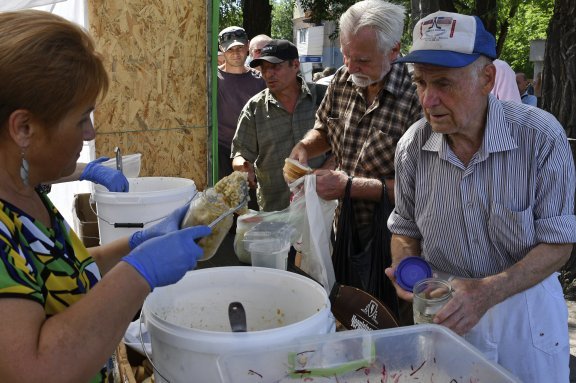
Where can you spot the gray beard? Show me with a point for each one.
(362, 81)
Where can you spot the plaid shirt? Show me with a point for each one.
(363, 137)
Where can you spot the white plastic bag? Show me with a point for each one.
(312, 217)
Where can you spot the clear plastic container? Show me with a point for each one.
(269, 244)
(423, 353)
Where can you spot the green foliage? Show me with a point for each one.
(230, 13)
(529, 23)
(282, 13)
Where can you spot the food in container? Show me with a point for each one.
(228, 193)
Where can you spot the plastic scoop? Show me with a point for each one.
(237, 317)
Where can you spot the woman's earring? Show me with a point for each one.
(24, 170)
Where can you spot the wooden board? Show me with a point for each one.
(157, 104)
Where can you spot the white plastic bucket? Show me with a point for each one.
(189, 327)
(149, 200)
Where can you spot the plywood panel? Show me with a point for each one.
(155, 53)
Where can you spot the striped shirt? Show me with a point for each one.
(363, 137)
(477, 220)
(265, 136)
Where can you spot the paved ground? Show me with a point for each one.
(226, 257)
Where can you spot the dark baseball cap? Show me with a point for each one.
(275, 52)
(232, 37)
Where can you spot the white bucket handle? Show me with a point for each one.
(132, 224)
(144, 348)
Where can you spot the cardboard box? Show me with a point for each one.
(85, 220)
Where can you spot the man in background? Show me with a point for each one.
(256, 45)
(523, 87)
(273, 121)
(236, 85)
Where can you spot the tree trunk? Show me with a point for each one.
(257, 17)
(559, 81)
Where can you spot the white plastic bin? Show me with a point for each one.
(149, 200)
(422, 353)
(189, 326)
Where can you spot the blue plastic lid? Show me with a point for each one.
(411, 270)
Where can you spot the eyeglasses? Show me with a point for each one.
(232, 35)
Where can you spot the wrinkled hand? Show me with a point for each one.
(167, 225)
(112, 179)
(164, 260)
(402, 294)
(330, 184)
(299, 154)
(471, 298)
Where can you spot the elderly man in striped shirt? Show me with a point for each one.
(485, 193)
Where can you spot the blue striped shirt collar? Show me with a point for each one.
(497, 136)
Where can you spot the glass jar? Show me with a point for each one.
(430, 295)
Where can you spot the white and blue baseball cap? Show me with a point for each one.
(449, 40)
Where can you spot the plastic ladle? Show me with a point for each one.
(237, 317)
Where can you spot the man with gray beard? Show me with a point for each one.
(368, 106)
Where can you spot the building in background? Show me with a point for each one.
(317, 51)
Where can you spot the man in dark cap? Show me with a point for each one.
(236, 85)
(485, 193)
(273, 121)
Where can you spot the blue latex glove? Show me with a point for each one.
(112, 179)
(164, 260)
(167, 225)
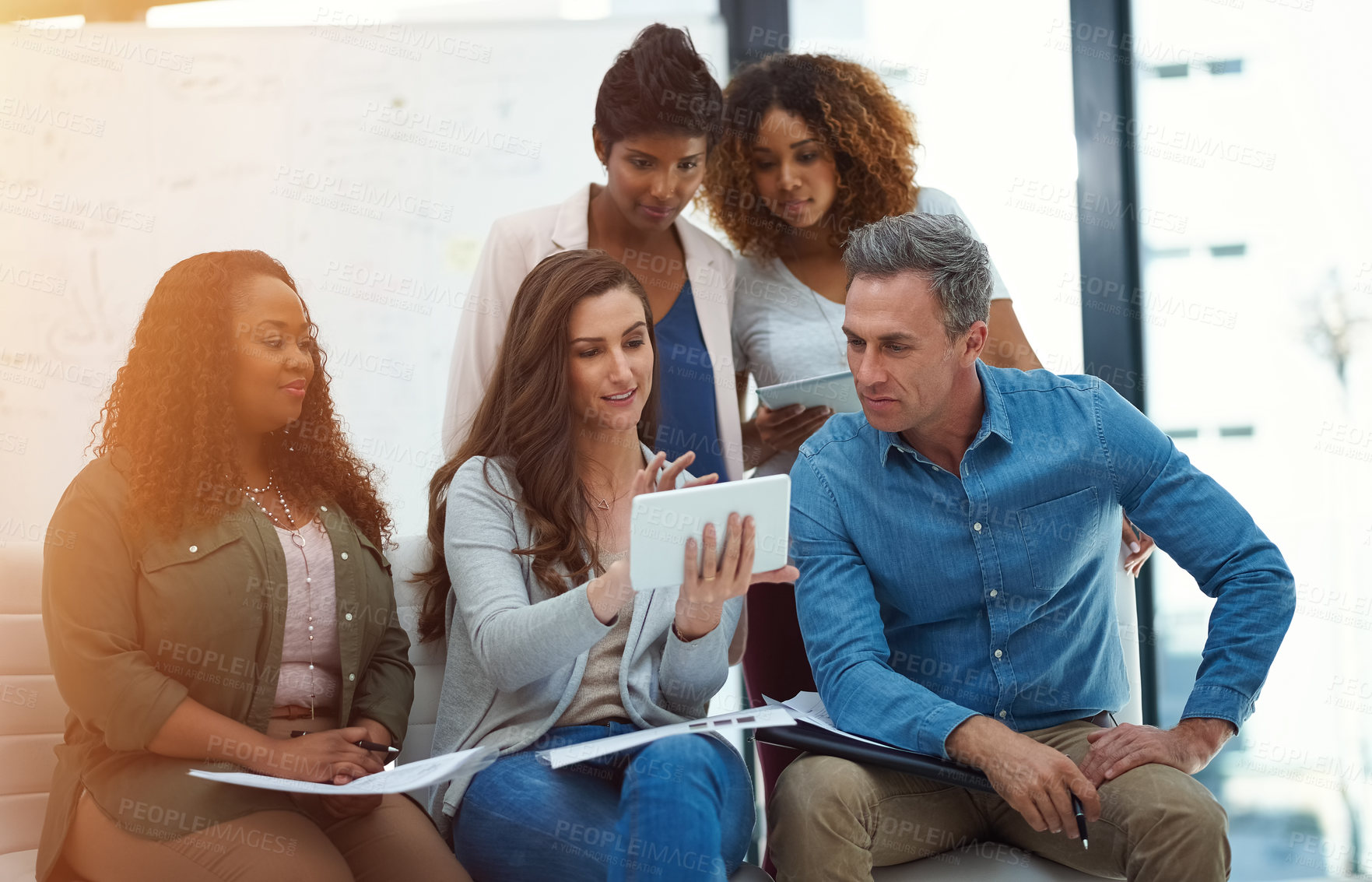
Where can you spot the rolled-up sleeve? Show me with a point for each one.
(840, 619)
(692, 673)
(89, 615)
(388, 686)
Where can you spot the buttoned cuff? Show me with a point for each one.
(1219, 703)
(938, 725)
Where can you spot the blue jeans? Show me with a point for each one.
(678, 808)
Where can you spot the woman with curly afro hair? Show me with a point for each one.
(812, 149)
(221, 588)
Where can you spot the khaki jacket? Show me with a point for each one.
(516, 244)
(138, 624)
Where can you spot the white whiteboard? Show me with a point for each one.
(370, 161)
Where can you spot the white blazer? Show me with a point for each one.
(519, 242)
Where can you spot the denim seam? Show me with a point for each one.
(1100, 437)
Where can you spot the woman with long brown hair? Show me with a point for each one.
(226, 588)
(548, 644)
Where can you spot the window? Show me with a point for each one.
(1253, 339)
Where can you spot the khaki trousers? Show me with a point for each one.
(394, 842)
(833, 819)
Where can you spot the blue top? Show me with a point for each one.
(928, 597)
(686, 399)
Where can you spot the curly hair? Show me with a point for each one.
(525, 419)
(170, 423)
(870, 135)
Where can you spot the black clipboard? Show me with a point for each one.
(816, 740)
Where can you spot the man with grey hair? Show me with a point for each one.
(956, 546)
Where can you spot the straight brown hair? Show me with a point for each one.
(526, 419)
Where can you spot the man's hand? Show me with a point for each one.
(1035, 779)
(1188, 747)
(1140, 546)
(343, 806)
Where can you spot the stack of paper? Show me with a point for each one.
(401, 779)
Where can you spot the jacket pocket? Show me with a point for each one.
(1059, 536)
(162, 554)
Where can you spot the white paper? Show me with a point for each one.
(753, 718)
(399, 779)
(810, 708)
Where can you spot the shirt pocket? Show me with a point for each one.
(1059, 536)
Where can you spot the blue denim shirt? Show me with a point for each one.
(928, 597)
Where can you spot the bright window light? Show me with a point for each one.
(269, 14)
(61, 21)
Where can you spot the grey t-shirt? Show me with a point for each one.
(787, 331)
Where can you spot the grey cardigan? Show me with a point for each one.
(516, 653)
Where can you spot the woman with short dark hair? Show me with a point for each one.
(226, 589)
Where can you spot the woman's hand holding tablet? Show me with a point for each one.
(710, 578)
(612, 590)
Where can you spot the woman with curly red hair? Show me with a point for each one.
(814, 147)
(226, 589)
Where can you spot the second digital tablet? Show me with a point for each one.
(663, 522)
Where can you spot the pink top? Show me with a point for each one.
(309, 571)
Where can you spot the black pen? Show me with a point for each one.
(1082, 819)
(365, 745)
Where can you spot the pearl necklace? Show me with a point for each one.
(298, 541)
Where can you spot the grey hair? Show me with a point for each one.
(942, 248)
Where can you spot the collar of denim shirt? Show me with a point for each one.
(994, 420)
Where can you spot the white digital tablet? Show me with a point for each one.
(832, 390)
(661, 522)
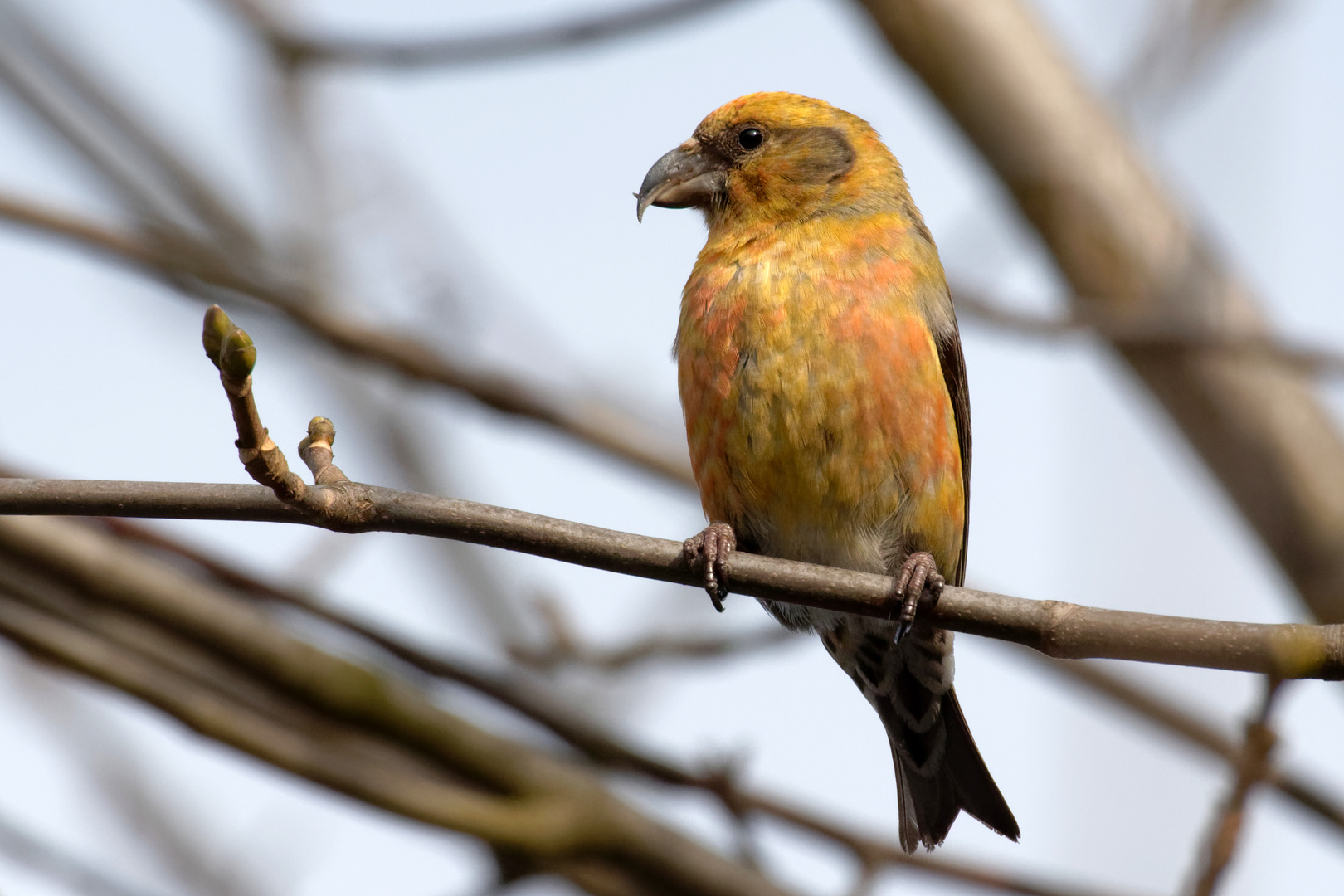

• _WRITTEN INSTRUCTION_
Please find each line above that contains the word "black" and copy those lines out in full. Letter case matters when you match.

• _WRITTEN ANSWER_
Where can you spot the black clipboard? Show me with a point for each one.
Where can you spot the black pen? Show me with a point for each one.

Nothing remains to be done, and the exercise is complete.